What you are asked to do: Tally the lines in the records below that contain the string "snow", with case counting, and reply with only the number.

[Start]

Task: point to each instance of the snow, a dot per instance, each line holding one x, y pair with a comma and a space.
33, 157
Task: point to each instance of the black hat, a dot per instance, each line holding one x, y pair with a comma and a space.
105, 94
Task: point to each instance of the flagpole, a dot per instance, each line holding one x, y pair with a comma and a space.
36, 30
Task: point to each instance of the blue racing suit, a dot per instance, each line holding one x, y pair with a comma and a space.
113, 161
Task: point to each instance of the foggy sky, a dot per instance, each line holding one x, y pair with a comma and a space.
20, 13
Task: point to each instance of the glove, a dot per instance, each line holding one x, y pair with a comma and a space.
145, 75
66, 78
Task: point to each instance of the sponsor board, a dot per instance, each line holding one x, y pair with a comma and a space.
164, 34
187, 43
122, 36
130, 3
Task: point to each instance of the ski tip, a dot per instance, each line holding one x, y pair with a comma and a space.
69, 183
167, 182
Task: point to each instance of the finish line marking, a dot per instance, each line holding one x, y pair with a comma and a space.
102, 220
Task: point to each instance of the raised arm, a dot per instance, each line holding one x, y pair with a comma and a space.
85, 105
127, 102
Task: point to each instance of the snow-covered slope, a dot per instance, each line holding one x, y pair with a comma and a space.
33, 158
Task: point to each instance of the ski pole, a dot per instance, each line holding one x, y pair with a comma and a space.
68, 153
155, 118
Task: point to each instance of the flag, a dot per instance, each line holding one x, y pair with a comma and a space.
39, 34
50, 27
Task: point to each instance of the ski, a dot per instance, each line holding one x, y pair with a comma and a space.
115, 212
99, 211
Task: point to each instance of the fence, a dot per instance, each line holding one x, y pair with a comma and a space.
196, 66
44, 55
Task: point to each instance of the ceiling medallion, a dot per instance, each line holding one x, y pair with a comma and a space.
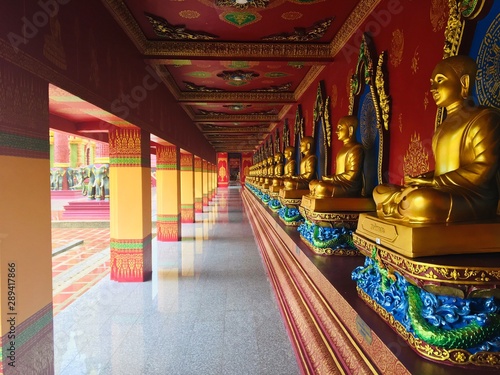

[End]

The response: 2